◆ **DATA FOR REVIEW**

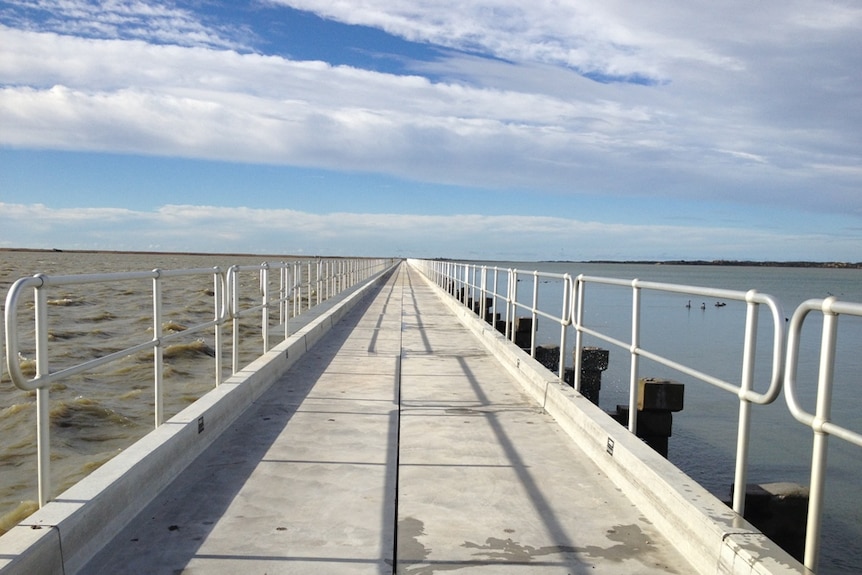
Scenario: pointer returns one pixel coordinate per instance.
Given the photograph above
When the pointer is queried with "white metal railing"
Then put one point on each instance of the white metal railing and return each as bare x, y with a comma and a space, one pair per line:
475, 286
456, 276
322, 280
819, 422
744, 391
462, 280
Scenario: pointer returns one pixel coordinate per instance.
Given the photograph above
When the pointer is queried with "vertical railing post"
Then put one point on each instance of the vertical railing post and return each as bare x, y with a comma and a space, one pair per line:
296, 289
158, 350
533, 316
511, 293
822, 414
264, 294
494, 302
578, 320
43, 411
219, 304
233, 288
749, 349
286, 281
319, 284
635, 356
308, 284
565, 320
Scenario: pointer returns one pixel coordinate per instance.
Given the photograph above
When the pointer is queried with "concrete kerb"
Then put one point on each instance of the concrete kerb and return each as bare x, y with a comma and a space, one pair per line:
66, 533
705, 530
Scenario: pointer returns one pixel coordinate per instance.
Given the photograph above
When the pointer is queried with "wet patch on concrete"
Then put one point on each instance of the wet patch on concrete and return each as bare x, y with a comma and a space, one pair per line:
508, 551
631, 544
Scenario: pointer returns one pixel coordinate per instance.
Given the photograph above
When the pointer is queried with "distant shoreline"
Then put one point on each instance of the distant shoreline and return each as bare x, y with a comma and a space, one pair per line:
741, 263
749, 263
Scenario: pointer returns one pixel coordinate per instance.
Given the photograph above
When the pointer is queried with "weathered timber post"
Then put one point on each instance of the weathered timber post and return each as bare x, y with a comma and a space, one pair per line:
657, 400
523, 332
594, 360
549, 356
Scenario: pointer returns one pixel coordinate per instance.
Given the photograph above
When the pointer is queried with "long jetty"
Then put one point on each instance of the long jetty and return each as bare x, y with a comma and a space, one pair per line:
394, 432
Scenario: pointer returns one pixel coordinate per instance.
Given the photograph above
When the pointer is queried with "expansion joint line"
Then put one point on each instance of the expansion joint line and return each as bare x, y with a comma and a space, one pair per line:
398, 422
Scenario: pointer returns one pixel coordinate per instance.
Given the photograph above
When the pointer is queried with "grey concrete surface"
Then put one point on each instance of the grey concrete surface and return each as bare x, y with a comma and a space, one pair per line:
397, 444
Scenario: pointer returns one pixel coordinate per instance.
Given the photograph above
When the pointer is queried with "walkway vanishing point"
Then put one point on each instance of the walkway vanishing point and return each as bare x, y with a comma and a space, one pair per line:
410, 438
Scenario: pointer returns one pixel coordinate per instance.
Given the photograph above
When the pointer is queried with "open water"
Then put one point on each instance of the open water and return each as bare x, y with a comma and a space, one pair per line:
96, 415
710, 340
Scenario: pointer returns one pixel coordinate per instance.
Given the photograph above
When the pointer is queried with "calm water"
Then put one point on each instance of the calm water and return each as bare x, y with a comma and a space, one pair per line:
96, 415
710, 340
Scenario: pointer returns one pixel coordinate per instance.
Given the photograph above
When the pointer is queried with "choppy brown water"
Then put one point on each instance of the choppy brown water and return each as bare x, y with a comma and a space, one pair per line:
97, 414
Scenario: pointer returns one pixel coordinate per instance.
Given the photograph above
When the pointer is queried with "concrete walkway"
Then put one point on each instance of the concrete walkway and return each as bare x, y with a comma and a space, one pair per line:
397, 440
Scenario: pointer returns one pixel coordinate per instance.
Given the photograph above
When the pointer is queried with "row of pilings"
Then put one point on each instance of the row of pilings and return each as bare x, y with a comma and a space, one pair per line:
777, 509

◆ **PROBLEM TO SOLVE**
One exact copy of the data, no pictures: write it out line for line.

◆ **TASK RESULT**
Scenario: pointer returns one pixel coordinate per instance.
Given the photograph above
When the pointer is queried with "white metal railing"
Then put one point on each instance of the white metal railing and return each as bare x, y with a comma and a space, one pair per line:
475, 286
456, 276
322, 280
819, 422
744, 391
462, 280
Scenario: pointer returns one pixel coordinate per instance.
Given the photograph above
When the pointer is queried with "vertical railing post"
Then put one point on each instance of the vertical railing post and return each as bare x, y with a comma and a space, one pair per line:
296, 289
158, 350
533, 316
511, 293
822, 414
264, 294
494, 302
578, 320
43, 411
219, 304
233, 288
749, 349
286, 281
319, 284
635, 356
308, 284
565, 320
Scenario: pointer returns one pixel coordinate per instance.
Given the photograph above
When the pointer is queried with "concrete kerb"
Then put one point on each instance of the concrete kerb and return each as bare x, y with a comma and a space, one pair per line:
66, 533
705, 530
Scenario: pointer returns one pixel coordinate per instance.
Given the photograph above
When the pointer is queried with "wet patch on concrete"
Then put one point on each instance of the wet patch on concrete and return each as bare x, y with a comma and a space, one pair per line:
508, 551
631, 544
Scenario: pointer returns one pixel coordinate per instance.
Given the photograph above
When the pointer is queried with "distant shoreline"
Then put one point on each instance of the distant shoreline and return each as bare x, y with a comma and a space, one pair per line:
741, 263
749, 263
Scenario: pointer returns one pixel coordinate per instance.
Given the photograph above
When the pointer is queried with "weathered timber post"
Then put one point on each instance of the weathered timber post and return each as bare x, y with a comma and a space, one pair per line:
657, 400
523, 332
594, 360
549, 356
Scenario: pointer returns one pixel coordinate per instance.
Given the photograph above
When the pointer is queried with "long jetty"
Then put one point on each instance of the long jetty and return each as bare x, y with a comma and a space, one pair per line:
394, 432
Scenario: pointer returns one pixel coordinate per instance.
Given the photograph above
When the pointer is queried with "expansion joint line"
Then put one point on each instance of the expansion joint line and return each as bare x, y with a comma and a space, one pair per line:
398, 422
Scenario: pointer returns one pixel coordinate per instance.
Given the photograph above
When the pointer is queried with "grey concrete surface"
Then put one point on each instance of the grey concrete surface and return each as bare x, y with a comma and a space, one pair per line:
397, 444
Scenario: pointer returns one pixel coordinate per instance.
Given the photograph above
When the pointer is queried with "walkway vanishing point"
Then put one point on each instance of the walkway vanishing point and return each as bare x, y with a comma and a space, one pair per line:
410, 438
Scenario: pointer returns one pixel coordinate per instance.
Given the photograph above
When the pointer is queried with "open water"
Then put one point on each instance of the open water and return each as bare x, y with a comma and a space, one pair per line:
96, 415
710, 340
Scenario: pointer returns one pixel coordinate per instance.
Given the photograph above
When the pointer is queried with "calm water"
Then put one point on each instance of the calm water and return each as bare x, y with a comma and a space, one pair per line:
96, 415
710, 340
Scenario: pointer returns one pixel coordinate per instance.
Given the photograph above
When the pointer is queried with "choppy brown water"
Then put one point on each instance of the choppy brown water and return each as bare x, y with a comma and a space, one pair per line:
97, 414
Scenario: pointer returns one pixel coordinate per instance.
Given the photograph above
When the pointer is queried with "concrete walkway"
Then put one point on each instance of the concrete walkway and return each as bare x, y with a comma and a space, one pair per line:
397, 440
Scenario: pointer returns one pixel coordinate per instance.
Given the photograph above
When the pointer is queried with "row of pilings"
Then put one point on each instance of the row of pilings and return each as bare x, y with a comma and a space, one pair per line:
777, 509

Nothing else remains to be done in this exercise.